GEGEVEN TEKST —
# Gedaan had moeten zijn/worden



## ThomasK

Ik wil gewoonlijk veel tijd aan besteden aan dit soort passiefvormen maar ze zijn relatief courant, merk ik toch.

Ik wilde graag wat theorie daarover vinden (regels, achtergrond) en zocht in de ANS, maar leek niet echt te vinden wat ik zocht, onder andere omdat ik niet heel zeker ben van de naam van zo'n tijd. Ik zou het spontaan een conditionalis II noemen, of een conditionalis perfectum, een voorwaardelijke wijs dus, vermoed ik  --- of kan je het ook een futurum preteriti (perfectum) noemen? [_ik zal het gedaan hebben > ik zei dat ik het gedaan zou hebben]_ Ik vind wel verwijzingen naar voorwaardelijke zinnen, maar niet naar de werkwoordvormen die je daar gebruikt. Zoek ik fout?

De centrale vraag is dan: ik vind beide vormen, en acht ze ietwat verschillend: resultaat vs. handeling zelf. Klopt dat?

Verwijzingen naar regels en achtergrond zijn welkom.


----------



## bibibiben

Het had gedaan moeten zijn: plusquamperfectum, dat een niet-gerealiseerde werking uitdrukt. Het plusquamperfectum vervangt hier het futurum exactum praeteriti. In de lijdende vorm klinkt het futurum exactum praeteriti nogal merkwaardig: het zou gedaan hebben moeten zijn.

Meer informatie:
Het gebruik van het imperfectum en het plusquamperfectum.

Het gebruik van het futurum praeteriti (zou(den) + infinitief)           en het futurum exactum praeteriti (zou(den) +           hebben/zijn + voltooid deelwoord).


----------



## ThomasK

Dat is dus inderdaad wat ik zocht, hartelijk dank!

Ik had wel gevreesd dat ik op een of andere manier fout zocht en daardoor niet vond wat ik zocht. Toch bijzonder dat ik dat niet vond, vind ik, ondanks gebruik van termen als "conditionalis" (terwijl ik anderzijds bijna nooit zou spreken over een "conditionele" zin, wel over een voorwaardelijke), "voorwaardelijke wijs", enz., bij het gebruik van de ANS-zoekfunctie.


----------



## bibibiben

Het verschil tussen de variant met _worden_ en die met _zijn_ had ik nog niet beantwoord. Het verschil wordt waarschijnlijk het best zichtbaar als je de bedrijvende vorm erbij zet:

Bedrijvend: Hij zou het hebben moeten doen = Hij had het moeten doen.

OPDRACHT A —
Schrijf uit de forumdraad het stuk over dat begint bij "Ik wilde graag" en eindigt bij "Zoek ik fout?".
OPDRACHT B —
Bewerk in de rijen alleen de regels die beginnen bij de regel met "yarn ball center" en eindigen bij de regel met "[[3,17],[1,20],[1,26],[6,30],[7,26],[8,26],[8,24],[7,19],[4,17]]". Vervang daarin "even-odd" door "nonzero", laat al het andere ongewijzigd en laat de afbeelding weg.

GEËXTRAHEERDE GEGEVENS —
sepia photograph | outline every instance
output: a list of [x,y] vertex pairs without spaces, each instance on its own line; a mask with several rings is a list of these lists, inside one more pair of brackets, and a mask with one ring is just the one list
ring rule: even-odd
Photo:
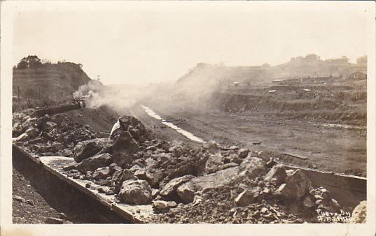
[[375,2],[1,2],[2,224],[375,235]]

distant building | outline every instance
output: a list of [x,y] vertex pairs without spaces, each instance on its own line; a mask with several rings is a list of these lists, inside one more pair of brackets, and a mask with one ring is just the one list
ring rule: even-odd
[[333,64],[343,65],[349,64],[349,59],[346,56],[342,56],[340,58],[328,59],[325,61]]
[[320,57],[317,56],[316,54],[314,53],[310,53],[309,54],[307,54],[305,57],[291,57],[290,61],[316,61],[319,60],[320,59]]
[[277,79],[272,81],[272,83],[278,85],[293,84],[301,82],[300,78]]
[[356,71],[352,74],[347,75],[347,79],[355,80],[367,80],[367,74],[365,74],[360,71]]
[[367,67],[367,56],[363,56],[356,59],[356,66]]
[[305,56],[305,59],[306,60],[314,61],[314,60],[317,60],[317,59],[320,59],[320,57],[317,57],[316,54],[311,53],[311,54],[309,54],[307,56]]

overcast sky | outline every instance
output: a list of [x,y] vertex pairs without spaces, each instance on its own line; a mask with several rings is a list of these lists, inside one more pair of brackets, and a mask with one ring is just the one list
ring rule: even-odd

--

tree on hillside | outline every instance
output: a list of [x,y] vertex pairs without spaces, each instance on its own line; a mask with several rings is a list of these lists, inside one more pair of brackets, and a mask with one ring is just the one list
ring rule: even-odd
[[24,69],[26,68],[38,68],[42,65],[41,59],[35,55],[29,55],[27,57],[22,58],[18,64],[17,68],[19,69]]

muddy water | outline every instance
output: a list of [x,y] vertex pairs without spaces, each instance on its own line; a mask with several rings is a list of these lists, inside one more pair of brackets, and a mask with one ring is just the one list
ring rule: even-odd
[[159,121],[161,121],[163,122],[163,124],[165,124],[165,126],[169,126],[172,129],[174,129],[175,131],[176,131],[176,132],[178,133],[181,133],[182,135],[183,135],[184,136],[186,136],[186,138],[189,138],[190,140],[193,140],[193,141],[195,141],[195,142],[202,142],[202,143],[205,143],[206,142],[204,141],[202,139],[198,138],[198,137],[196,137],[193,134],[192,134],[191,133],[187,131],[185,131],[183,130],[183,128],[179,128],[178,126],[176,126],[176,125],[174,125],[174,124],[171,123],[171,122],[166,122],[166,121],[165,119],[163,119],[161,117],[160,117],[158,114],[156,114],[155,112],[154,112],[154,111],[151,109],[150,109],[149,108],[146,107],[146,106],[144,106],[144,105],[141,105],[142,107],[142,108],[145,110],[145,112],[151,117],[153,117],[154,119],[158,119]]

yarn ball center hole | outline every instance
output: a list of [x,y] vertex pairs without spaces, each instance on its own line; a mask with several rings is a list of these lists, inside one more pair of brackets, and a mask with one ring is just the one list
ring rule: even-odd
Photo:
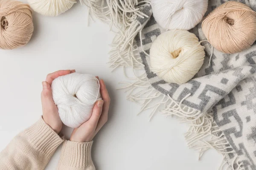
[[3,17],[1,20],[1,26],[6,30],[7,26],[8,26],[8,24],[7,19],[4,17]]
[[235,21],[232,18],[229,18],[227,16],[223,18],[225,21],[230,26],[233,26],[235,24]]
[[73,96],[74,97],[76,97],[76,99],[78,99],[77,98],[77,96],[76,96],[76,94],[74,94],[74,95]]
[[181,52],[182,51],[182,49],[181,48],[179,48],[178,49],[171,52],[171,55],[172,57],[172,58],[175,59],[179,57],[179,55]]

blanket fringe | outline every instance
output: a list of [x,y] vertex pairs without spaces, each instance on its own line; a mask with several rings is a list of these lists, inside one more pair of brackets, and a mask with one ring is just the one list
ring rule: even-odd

---

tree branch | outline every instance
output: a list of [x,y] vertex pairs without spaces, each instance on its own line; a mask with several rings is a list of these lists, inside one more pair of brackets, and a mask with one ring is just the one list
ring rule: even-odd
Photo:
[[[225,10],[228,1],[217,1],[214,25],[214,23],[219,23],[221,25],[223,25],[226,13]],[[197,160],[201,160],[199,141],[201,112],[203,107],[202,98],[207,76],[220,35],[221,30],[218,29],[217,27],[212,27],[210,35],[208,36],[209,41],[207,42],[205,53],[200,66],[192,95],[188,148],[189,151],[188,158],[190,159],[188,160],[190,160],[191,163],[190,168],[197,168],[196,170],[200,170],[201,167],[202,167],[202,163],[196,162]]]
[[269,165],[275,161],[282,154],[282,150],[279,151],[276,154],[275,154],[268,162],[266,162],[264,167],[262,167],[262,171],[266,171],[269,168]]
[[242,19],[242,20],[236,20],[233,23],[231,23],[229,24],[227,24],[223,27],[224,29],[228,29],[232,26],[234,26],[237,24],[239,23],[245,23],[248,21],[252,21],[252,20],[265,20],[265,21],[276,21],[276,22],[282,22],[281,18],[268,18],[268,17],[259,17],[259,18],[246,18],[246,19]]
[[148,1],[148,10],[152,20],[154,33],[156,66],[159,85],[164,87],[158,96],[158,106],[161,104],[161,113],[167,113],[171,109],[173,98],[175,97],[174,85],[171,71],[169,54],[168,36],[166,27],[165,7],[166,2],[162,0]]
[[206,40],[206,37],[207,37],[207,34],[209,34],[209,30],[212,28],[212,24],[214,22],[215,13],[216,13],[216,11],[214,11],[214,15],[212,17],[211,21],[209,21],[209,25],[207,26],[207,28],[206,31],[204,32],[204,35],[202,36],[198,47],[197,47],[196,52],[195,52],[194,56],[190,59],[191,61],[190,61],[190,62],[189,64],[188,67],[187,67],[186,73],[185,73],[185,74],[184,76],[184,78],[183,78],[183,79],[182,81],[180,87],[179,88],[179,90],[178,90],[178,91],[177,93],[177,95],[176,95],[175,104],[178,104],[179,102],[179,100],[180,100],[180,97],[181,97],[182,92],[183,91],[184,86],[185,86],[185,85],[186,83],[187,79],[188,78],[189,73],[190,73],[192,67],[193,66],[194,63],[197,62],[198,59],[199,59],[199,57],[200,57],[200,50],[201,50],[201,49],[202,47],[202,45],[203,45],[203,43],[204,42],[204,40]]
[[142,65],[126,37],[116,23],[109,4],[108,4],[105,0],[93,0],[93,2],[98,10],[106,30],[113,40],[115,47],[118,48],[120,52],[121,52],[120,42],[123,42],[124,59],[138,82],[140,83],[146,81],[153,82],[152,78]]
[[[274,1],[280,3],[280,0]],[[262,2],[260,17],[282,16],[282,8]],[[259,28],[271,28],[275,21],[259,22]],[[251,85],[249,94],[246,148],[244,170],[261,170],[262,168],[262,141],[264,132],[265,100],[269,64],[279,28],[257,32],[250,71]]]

UITWERKING A —
Ik wilde graag wat theorie daarover vinden (regels, achtergrond) en zocht in de ANS, maar leek niet echt te vinden wat ik zocht, onder andere omdat ik niet heel zeker ben van de naam van zo'n tijd. Ik zou het spontaan een conditionalis II noemen, of een conditionalis perfectum, een voorwaardelijke wijs dus, vermoed ik  --- of kan je het ook een futurum preteriti (perfectum) noemen? [_ik zal het gedaan hebben > ik zei dat ik het gedaan zou hebben]_ Ik vind wel verwijzingen naar voorwaardelijke zinnen, maar niet naar de werkwoordvormen die je daar gebruikt. Zoek ik fout?

UITWERKING B —
yarn ball center hole | outline every instance
output: a list of [x,y] vertex pairs without spaces, each instance on its own line; a mask with several rings is a list of these lists, inside one more pair of brackets, and a mask with one ring is just the one list
ring rule: nonzero
Photo:
[[3,17],[1,20],[1,26],[6,30],[7,26],[8,26],[8,24],[7,19],[4,17]]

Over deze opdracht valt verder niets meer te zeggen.